• EXTRACTED MATERIAL:
* Begin *

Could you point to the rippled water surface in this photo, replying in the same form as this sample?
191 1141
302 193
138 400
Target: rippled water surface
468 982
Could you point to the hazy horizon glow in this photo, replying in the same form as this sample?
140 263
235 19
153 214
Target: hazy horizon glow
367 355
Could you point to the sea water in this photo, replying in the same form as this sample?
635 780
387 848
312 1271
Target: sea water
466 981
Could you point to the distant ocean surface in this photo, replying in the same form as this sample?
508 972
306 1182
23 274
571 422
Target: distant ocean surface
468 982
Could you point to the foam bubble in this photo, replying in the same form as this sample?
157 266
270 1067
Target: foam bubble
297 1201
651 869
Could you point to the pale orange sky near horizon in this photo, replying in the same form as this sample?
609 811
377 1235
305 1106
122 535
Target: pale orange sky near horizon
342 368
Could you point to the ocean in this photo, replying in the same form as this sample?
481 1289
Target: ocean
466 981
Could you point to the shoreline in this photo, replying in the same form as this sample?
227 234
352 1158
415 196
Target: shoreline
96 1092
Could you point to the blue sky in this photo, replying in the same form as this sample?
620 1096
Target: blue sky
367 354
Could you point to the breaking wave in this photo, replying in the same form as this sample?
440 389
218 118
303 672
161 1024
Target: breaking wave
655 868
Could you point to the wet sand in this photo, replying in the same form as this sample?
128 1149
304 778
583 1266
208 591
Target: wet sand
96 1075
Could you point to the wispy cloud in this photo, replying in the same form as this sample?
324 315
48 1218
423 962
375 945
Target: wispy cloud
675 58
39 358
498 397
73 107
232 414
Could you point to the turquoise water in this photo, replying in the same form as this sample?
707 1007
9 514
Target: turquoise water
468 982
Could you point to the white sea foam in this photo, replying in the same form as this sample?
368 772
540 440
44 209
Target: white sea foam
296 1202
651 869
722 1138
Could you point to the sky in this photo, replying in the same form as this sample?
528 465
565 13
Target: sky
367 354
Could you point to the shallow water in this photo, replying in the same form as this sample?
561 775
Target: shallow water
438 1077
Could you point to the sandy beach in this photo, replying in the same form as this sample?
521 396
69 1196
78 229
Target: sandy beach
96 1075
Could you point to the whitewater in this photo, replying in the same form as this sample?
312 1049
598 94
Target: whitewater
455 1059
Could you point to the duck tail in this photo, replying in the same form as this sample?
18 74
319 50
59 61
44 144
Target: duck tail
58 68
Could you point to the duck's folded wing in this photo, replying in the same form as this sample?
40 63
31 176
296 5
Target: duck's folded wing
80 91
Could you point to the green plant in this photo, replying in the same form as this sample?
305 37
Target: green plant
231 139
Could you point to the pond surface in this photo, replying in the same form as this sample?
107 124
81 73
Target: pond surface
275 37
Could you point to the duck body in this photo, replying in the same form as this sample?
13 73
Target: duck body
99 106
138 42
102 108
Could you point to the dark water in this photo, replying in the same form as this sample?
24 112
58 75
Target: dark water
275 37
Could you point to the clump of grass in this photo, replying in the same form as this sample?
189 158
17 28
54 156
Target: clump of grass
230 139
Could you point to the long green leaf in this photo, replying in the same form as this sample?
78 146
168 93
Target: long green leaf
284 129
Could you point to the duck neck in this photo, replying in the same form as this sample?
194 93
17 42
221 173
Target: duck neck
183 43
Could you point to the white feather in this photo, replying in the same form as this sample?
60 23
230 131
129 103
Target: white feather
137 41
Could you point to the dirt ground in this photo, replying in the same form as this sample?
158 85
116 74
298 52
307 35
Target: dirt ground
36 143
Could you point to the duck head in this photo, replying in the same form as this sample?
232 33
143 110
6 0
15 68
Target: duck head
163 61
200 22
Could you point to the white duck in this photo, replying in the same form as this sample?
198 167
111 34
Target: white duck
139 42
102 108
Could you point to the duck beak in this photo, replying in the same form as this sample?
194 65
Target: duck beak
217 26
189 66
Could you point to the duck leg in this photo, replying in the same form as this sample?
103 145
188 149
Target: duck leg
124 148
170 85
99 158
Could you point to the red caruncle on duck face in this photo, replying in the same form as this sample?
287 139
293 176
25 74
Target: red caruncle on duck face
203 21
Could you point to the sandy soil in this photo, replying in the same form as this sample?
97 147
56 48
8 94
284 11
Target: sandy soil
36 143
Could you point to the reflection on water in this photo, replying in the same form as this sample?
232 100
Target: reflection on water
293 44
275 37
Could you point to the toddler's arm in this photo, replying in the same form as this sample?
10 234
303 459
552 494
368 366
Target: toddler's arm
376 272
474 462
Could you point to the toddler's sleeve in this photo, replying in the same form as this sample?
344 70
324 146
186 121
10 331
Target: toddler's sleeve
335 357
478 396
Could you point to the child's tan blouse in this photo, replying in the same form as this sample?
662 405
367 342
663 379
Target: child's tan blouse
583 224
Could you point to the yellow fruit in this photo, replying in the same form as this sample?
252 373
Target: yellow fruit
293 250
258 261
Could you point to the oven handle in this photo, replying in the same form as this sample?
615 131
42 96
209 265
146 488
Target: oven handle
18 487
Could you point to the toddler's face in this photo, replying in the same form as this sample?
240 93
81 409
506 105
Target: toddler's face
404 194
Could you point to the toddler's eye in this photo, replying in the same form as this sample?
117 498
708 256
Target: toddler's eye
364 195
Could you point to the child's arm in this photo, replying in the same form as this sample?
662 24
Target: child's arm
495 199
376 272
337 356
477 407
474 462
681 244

* End *

• REQUEST: Rewrite all of the material above as a numbered list with one line per item, and leave out any blank lines.

• WRITTEN SOLUTION:
1. Could you point to the rippled water surface in this photo, replying in the same form as this sample?
2. 191 1141
3. 302 193
4. 138 400
5. Target: rippled water surface
6. 468 982
7. Could you point to the hazy horizon glow in this photo, replying in the same form as this sample?
8. 140 263
9. 235 19
10. 153 214
11. Target: hazy horizon glow
12. 367 355
13. Could you point to the sea water in this photo, replying in the same form as this sample?
14. 635 780
15. 387 848
16. 312 1271
17. Target: sea water
18. 466 981
19. Could you point to the distant ocean surface in this photo, replying in the same form as this sample?
20. 508 972
21. 306 1182
22. 23 274
23. 571 422
24. Target: distant ocean surface
25. 468 982
26. Could you point to the foam bubble in this photo, replying in the same form as this sample?
27. 157 266
28. 270 1067
29. Target: foam bubble
30. 297 1201
31. 651 869
32. Could you point to the pale orange sky near horizon in this photo, replying in the same form as this sample?
33. 609 811
34. 377 1235
35. 305 1106
36. 122 535
37. Target: pale orange sky near horizon
38. 342 368
39. Could you point to the ocean in this photo, replying in the same form as this sample?
40. 481 1289
41. Target: ocean
42. 466 981
43. Could you point to the shoreline in this photo, replying in the same form as this sample?
44. 227 234
45. 352 1158
46. 415 196
47. Target: shoreline
48. 96 1092
49. Could you point to the blue sky in this photo, replying in the same form as this sample?
50. 620 1096
51. Target: blue sky
52. 367 354
53. Could you point to the breaking wave in this photo, replying in the same form as this sample?
54. 440 389
55. 218 118
56. 303 672
57. 161 1024
58. Target: breaking wave
59. 655 868
60. Could you point to the wet sand in this photo, replying in the same form as this sample?
61. 128 1149
62. 304 778
63. 583 1266
64. 208 591
65. Target: wet sand
66. 96 1075
67. Could you point to the wispy cloud in this photo, replying in the same form as this sample?
68. 324 315
69. 48 1218
70. 423 962
71. 375 945
72. Target: wispy cloud
73. 675 58
74. 39 358
75. 498 397
76. 73 107
77. 232 414
78. Could you point to the turquoise water in this photo, replying in the same form as this sample?
79. 707 1007
80. 9 514
81. Target: turquoise water
82. 468 982
83. Could you point to the white sea foam in this photo, replying in the same form as this sample?
84. 368 772
85. 540 440
86. 44 209
87. Target: white sea foam
88. 296 1202
89. 651 869
90. 722 1138
91. Could you point to the sky in this photo, replying in the same form as this sample?
92. 528 465
93. 565 13
94. Target: sky
95. 367 354
96. Could you point to the shallow water in this photo, replying in the same form as this sample?
97. 561 775
98. Target: shallow water
99. 438 1077
100. Could you point to the sandy beach in this photo, replying in the same form as this sample?
101. 521 396
102. 69 1196
103. 78 229
104. Target: sandy beach
105. 96 1075
106. Could you point to the whitewater in this photo, replying in the same form as this sample?
107. 312 1049
108. 598 94
109. Target: whitewater
110. 455 1059
111. Could you point to the duck tail in this photo, replying in the same form as this sample?
112. 18 74
113. 319 50
114. 59 61
115. 44 144
116. Target: duck tail
117. 58 68
118. Could you point to the duck's folded wing in this photo, replying in the same form as this sample?
119. 40 63
120. 31 176
121. 296 5
122. Target: duck's folded wing
123. 80 91
124. Could you point to the green plant in this photo, replying in the same form as this sample?
125. 305 37
126. Target: green plant
127. 231 139
128. Could you point to the pond surface in this photo, replying in the same form as this sample?
129. 107 124
130. 81 73
131. Target: pond surface
132. 275 37
133. Could you point to the duck body in this photo, replying in the same form as this sample?
134. 13 73
135. Target: duck body
136. 99 106
137. 138 42
138. 102 108
139. Could you point to the dark water in this photo, replying in the same form as this sample?
140. 24 112
141. 58 75
142. Target: dark water
143. 275 37
144. Could you point to the clump of grass in this photo, replying in the same form as this sample?
145. 189 158
146. 17 28
147. 54 156
148. Target: clump of grass
149. 230 139
150. Could you point to the long green leaf in this photo, replying in the same form as this sample?
151. 78 146
152. 168 93
153. Target: long green leaf
154. 284 129
155. Could you point to the duck neck in this photo, replying in the same form as this sample?
156. 194 93
157. 17 42
158. 221 173
159. Target: duck neck
160. 183 43
161. Could you point to the white feather in this photo, replying in the same form as this sample?
162. 60 23
163. 230 131
164. 129 103
165. Target: white feather
166. 137 41
167. Could you point to the dirt ground in this photo, replying in the same form as this sample?
168. 158 85
169. 116 74
170. 298 52
171. 307 35
172. Target: dirt ground
173. 36 143
174. Could you point to the duck head in this photo, replying in the same form as this sample?
175. 232 33
176. 143 110
177. 6 0
178. 15 68
179. Target: duck head
180. 163 61
181. 200 22
182. Could you point to the white duck in this photo, replying in the same form as this sample?
183. 198 167
184. 111 34
185. Target: white duck
186. 139 42
187. 102 108
188. Could you point to the duck beak in this photo, replying in the same form as this sample?
189. 194 65
190. Target: duck beak
191. 217 26
192. 189 66
193. Could you point to the duck leg in this photo, replying in the same form as this sample?
194. 103 145
195. 188 149
196. Target: duck leg
197. 124 148
198. 170 85
199. 99 158
200. Could you point to the red caruncle on duck face in this photo, replying in the same form as this sample?
201. 287 139
202. 293 176
203. 25 74
204. Target: red caruncle on duck face
205. 203 21
206. Could you point to the sandy soil in this photo, replying in the same form as this sample?
207. 97 147
208. 56 48
209. 8 94
210. 284 11
211. Target: sandy soil
212. 36 143
213. Could you point to the reflection on water in this photo, replying in the same form as this sample?
214. 232 100
215. Target: reflection on water
216. 293 44
217. 275 37
218. Could you point to the toddler's arm in this photo, replying in the same form as this sample?
219. 10 234
220. 303 459
221. 552 494
222. 368 366
223. Target: toddler's arm
224. 376 272
225. 474 462
226. Could you point to the toddler's sleeve in this photo, replying in the same form as this sample?
227. 344 70
228. 324 146
229. 186 121
230. 10 331
231. Target: toddler's sleeve
232. 335 357
233. 478 396
234. Could you point to the child's tan blouse in this photo, replying in the same form as this sample?
235. 662 405
236. 367 342
237. 663 379
238. Target: child's tan blouse
239. 583 224
240. Could you point to the yellow fruit in this photo, replying in the same form as this sample?
241. 252 373
242. Target: yellow fruit
243. 293 250
244. 258 261
245. Could you point to the oven handle in this photo, replying in the same form as this sample?
246. 615 131
247. 42 96
248. 209 265
249. 146 488
250. Target: oven handle
251. 18 487
252. Could you point to the toddler's face in this photo, replying in the same form as this sample?
253. 240 93
254. 81 409
255. 506 105
256. Target: toddler's face
257. 404 194
258. Could you point to the toddler's eye in this photo, replying in the same form as this sample?
259. 117 498
260. 708 256
261. Target: toddler's eye
262. 364 195
263. Could you point to the child's arm in this photo, replying in the same form as this sample?
264. 662 24
265. Target: child's arm
266. 495 199
267. 376 272
268. 337 356
269. 477 407
270. 474 462
271. 681 244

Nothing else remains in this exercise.